GOAL:
Reproduce the listing that follows with no differences at all.

════

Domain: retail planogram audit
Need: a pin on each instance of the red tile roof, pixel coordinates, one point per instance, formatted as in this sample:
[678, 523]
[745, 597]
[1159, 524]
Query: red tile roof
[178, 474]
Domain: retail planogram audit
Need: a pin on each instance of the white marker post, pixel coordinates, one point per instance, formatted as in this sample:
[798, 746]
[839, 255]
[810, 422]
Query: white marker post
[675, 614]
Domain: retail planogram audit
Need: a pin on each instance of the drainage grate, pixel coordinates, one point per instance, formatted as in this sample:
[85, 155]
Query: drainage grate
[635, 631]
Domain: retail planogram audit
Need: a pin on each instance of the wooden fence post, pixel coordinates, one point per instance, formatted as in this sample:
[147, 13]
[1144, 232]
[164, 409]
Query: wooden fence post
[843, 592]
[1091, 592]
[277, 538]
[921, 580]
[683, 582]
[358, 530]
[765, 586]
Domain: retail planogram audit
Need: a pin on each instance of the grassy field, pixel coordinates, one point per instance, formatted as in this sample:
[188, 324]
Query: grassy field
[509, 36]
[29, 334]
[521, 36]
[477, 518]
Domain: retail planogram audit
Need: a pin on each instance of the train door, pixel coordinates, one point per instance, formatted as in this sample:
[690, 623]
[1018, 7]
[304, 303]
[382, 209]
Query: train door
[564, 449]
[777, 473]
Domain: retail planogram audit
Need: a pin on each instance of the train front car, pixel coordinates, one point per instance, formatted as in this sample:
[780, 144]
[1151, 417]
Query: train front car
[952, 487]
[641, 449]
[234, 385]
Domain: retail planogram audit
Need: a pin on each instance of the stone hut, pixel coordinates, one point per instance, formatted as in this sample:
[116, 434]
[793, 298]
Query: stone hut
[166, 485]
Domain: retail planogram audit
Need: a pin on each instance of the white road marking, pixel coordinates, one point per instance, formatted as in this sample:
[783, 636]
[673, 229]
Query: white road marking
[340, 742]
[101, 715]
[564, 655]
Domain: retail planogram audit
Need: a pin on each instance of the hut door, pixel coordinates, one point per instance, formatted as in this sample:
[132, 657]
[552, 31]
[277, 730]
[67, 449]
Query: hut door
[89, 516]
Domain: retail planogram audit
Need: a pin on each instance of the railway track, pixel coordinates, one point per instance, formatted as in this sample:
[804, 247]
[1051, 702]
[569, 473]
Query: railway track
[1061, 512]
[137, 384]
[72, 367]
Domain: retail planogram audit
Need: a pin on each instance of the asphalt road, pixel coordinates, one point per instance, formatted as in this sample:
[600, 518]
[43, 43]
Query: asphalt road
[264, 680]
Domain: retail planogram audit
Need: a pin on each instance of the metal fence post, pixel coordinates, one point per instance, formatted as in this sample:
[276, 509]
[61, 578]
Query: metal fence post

════

SOLUTION:
Domain: retail planogram audit
Need: a pin on each instance of the red tile roof, pixel coordinates, one point per instance, formatted as in this sample:
[678, 523]
[745, 597]
[1159, 524]
Query: red tile roof
[178, 474]
Domain: retail planogram audit
Need: a pin on each instance of the white marker post, pixel coordinates, one point per instance, formatted as in this sample:
[798, 746]
[839, 255]
[810, 422]
Query: white marker post
[675, 614]
Domain: retail planogram audit
Need: a pin on each instance of the drainage grate, pixel coordinates, one point per instance, formatted as in this sample:
[85, 155]
Query: drainage grate
[635, 631]
Domain: retail planogram audit
Need: a pin on each instance of the wooden fence post, pixel coordinates, one point per instance, formatted as in this sample:
[147, 13]
[1144, 232]
[164, 409]
Query: wooden fence post
[843, 592]
[1091, 592]
[277, 538]
[921, 580]
[683, 582]
[358, 530]
[765, 586]
Domain: retail planogram audit
Need: a pin on each instance of the grassy field, pixel coordinates, one point per instance, formatted as in this sample:
[188, 324]
Query: grassy field
[509, 36]
[29, 334]
[521, 36]
[477, 518]
Domain: retail planogram audit
Need: a pin on each instance of the train door, pixel coordinates, one point per instance, formatted as in this sample:
[690, 623]
[1018, 7]
[304, 303]
[382, 209]
Query: train door
[564, 449]
[777, 473]
Domain: retail planogram audit
Need: a pin on each instance of the train front car, pixel coordinates, one point per instance, formatted as in this sample:
[780, 144]
[1151, 417]
Query: train front car
[952, 487]
[641, 449]
[234, 385]
Domain: retail planogram audit
Need: a pin on each instance of the stone hut, pixel coordinates, one point per instance, formatted as in this sample:
[116, 434]
[793, 298]
Query: stone hut
[166, 485]
Domain: retail planogram audit
Need: a pin on each instance of the white road marking, pixel coordinates, one point per instance, formatted as in this sample:
[783, 636]
[673, 229]
Query: white road marking
[340, 742]
[101, 715]
[564, 655]
Domain: retail planogram audit
Need: a pin on each instance of the hut door, pixel coordinates, one point per instance, formatted as in this sample:
[132, 657]
[552, 31]
[277, 730]
[67, 449]
Query: hut door
[89, 516]
Domain: retail planogram audit
Need: a pin on each instance of the railway track, pixel coordinates, one point per instance, formatted as in this sample:
[804, 247]
[1051, 702]
[569, 473]
Query: railway track
[1061, 512]
[137, 384]
[72, 367]
Domain: retail planogram audit
Need: a pin on each instance of the asphalt road, pixel coordinates, one point per instance, formatted as in this sample:
[600, 518]
[43, 43]
Query: asphalt road
[264, 680]
Domain: retail planogram audit
Need: a pin on each instance of the metal fence post, pixel coordinates, one point per instance, formatted as in this sample:
[276, 509]
[61, 578]
Query: metal fence post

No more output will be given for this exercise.